[Stored dataset entries]
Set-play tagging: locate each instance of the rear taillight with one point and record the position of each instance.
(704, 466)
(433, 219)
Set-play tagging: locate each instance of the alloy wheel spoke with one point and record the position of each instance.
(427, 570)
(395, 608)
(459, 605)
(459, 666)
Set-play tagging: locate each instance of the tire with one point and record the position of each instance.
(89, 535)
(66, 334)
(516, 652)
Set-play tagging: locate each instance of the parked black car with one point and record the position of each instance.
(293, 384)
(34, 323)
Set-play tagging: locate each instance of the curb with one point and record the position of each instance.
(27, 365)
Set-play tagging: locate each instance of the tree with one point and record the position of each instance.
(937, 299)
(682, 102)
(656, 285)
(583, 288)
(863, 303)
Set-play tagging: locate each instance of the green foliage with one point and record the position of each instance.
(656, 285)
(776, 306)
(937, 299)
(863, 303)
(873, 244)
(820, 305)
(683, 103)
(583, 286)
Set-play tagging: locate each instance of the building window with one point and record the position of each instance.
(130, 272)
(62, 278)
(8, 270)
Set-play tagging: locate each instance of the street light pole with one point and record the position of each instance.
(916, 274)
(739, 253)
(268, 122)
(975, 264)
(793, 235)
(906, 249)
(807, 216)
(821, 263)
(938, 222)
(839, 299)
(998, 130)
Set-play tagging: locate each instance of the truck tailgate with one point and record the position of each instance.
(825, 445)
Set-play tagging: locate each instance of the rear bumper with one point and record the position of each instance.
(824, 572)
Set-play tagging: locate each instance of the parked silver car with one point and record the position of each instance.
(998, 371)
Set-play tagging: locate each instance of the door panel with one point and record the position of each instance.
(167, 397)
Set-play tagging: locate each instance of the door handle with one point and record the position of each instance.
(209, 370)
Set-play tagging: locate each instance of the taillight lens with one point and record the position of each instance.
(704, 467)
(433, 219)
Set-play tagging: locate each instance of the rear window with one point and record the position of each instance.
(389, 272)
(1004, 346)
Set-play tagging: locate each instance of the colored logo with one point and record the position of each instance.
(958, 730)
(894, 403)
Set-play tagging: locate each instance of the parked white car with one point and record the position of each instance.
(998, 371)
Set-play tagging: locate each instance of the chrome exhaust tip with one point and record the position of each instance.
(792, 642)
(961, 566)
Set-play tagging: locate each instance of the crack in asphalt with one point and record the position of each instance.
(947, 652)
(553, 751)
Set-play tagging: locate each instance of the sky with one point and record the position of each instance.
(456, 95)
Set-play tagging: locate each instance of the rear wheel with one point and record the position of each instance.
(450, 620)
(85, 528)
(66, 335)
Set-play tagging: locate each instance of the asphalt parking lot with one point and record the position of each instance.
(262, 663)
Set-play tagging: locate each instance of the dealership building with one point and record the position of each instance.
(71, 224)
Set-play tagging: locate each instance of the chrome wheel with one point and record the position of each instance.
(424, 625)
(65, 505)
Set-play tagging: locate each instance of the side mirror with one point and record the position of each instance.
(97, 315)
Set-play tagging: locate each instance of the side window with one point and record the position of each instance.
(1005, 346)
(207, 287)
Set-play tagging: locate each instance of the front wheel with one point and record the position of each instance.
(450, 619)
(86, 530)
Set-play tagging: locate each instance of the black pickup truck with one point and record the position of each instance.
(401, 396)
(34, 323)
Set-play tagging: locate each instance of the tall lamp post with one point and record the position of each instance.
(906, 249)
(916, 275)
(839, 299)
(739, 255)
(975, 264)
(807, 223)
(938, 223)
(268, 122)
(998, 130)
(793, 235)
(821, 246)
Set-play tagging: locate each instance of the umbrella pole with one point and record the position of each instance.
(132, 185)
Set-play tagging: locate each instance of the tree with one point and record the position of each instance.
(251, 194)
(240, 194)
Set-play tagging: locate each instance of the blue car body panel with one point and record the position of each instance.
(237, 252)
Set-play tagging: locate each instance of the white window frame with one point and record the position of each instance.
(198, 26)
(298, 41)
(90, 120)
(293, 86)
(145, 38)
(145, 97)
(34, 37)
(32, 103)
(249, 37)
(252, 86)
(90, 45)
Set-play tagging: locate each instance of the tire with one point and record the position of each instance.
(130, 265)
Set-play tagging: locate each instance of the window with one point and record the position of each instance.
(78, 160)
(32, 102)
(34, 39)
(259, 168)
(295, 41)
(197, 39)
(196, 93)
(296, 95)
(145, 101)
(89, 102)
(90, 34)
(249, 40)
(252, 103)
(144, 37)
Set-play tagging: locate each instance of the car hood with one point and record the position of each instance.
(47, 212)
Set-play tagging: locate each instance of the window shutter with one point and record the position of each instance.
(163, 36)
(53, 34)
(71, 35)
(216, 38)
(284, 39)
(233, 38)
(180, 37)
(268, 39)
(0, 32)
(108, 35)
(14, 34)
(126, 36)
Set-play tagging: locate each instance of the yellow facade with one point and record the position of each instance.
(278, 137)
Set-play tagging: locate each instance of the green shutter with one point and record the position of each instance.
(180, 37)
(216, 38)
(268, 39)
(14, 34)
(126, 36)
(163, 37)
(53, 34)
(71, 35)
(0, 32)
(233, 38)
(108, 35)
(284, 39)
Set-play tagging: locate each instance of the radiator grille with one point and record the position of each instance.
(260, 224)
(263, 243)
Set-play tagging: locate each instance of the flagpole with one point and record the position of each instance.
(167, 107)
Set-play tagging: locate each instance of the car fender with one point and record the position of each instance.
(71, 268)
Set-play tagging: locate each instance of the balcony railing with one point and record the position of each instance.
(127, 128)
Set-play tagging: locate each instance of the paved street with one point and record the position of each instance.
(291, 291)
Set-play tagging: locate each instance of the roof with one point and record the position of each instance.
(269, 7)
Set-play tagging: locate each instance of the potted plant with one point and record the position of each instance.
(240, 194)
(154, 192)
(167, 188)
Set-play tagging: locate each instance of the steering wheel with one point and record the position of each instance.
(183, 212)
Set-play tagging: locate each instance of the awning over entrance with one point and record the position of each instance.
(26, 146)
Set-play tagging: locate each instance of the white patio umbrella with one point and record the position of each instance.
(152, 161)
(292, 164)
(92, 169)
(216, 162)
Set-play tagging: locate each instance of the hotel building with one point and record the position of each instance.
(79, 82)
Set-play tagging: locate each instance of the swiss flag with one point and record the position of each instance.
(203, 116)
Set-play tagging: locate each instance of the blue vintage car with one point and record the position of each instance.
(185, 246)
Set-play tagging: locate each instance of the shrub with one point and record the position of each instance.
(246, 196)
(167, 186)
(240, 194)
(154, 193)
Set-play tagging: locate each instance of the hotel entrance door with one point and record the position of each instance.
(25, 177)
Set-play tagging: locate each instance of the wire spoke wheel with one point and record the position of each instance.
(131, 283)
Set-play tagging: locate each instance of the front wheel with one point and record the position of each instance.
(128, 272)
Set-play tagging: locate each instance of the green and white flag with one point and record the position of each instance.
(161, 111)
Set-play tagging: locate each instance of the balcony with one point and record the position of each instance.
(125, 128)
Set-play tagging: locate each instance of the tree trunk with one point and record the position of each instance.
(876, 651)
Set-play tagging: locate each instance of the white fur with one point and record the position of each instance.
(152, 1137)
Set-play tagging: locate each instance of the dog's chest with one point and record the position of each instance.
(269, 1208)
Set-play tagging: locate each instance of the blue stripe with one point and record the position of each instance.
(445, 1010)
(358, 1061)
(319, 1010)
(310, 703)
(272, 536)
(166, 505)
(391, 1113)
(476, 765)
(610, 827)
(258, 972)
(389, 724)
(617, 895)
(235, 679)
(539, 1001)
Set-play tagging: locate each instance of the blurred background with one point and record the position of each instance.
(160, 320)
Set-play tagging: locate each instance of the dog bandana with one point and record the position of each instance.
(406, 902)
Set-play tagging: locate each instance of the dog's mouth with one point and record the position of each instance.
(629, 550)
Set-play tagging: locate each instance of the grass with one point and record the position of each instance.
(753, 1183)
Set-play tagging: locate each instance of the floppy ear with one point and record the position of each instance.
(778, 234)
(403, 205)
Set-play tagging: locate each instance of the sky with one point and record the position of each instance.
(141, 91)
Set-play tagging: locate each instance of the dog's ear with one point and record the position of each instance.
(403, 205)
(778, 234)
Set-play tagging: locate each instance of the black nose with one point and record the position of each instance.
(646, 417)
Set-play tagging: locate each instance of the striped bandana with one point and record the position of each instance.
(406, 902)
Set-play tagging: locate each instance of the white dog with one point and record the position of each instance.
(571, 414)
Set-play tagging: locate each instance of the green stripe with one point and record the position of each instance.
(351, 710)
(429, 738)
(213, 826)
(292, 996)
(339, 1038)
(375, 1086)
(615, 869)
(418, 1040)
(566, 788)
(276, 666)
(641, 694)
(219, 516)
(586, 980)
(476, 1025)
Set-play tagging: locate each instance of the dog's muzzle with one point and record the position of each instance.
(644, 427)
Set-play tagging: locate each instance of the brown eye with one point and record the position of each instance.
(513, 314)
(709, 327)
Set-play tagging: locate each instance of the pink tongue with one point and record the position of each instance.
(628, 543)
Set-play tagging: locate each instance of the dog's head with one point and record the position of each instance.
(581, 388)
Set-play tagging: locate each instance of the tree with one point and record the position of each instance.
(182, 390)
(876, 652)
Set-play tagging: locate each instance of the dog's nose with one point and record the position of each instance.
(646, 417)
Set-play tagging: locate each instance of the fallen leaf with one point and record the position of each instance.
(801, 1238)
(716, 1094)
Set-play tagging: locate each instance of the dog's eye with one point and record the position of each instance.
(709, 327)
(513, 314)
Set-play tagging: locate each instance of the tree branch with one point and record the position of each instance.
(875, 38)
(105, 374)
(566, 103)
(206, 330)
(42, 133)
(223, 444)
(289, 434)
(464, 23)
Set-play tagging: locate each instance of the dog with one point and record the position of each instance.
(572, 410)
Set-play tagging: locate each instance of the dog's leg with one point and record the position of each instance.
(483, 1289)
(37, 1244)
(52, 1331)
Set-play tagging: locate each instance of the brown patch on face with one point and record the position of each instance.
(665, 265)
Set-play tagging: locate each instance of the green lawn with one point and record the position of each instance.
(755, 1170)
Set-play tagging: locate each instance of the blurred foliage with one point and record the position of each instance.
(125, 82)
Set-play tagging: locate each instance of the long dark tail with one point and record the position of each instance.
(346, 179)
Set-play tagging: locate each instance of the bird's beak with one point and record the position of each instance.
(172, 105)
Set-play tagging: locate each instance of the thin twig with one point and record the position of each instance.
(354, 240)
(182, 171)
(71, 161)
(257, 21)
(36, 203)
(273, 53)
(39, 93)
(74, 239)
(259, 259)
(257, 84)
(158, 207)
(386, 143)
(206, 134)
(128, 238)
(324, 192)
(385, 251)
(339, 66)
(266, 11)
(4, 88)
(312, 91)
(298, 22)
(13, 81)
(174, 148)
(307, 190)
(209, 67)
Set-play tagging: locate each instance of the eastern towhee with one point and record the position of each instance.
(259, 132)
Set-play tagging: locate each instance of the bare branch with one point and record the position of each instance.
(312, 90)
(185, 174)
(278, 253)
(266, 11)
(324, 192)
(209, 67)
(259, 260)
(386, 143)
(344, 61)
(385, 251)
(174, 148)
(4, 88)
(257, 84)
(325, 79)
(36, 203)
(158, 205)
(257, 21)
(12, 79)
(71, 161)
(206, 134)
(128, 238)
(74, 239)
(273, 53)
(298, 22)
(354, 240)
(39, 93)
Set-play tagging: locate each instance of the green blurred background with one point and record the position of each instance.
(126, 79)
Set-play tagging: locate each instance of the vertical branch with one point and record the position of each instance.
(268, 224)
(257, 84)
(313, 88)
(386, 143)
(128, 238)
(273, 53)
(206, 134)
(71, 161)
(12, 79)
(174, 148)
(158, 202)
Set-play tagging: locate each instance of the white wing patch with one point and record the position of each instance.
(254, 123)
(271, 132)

**INSTRUCTIONS FOR THE TASK**
Copy out word for word the stretch of the listing from the line containing "Set-play tagging: locate each instance of the truck" through the line containing "(1004, 346)", including both of those lines.

**ANSWER IN FULL**
Set-play tagging: locate each instance of the truck tailgate with one point and record the position of each instance.
(825, 445)
Set-play tagging: locate each instance of the rear bumper with one point and record the position of each instance.
(824, 572)
Set-play tagging: locate each instance of the parked silver car with one point and record the position of each instance.
(998, 371)
Set-play tagging: locate each instance of the door panel with one point and record the position of each instance.
(167, 397)
Set-play tagging: locate each instance of the door handle with one point and record the position of each instance.
(209, 370)
Set-play tagging: locate each instance of the taillight lens with one point and record the position of each instance.
(704, 467)
(433, 219)
Set-play tagging: locate each instance of the rear window with one point and record the position of each instance.
(389, 272)
(1004, 346)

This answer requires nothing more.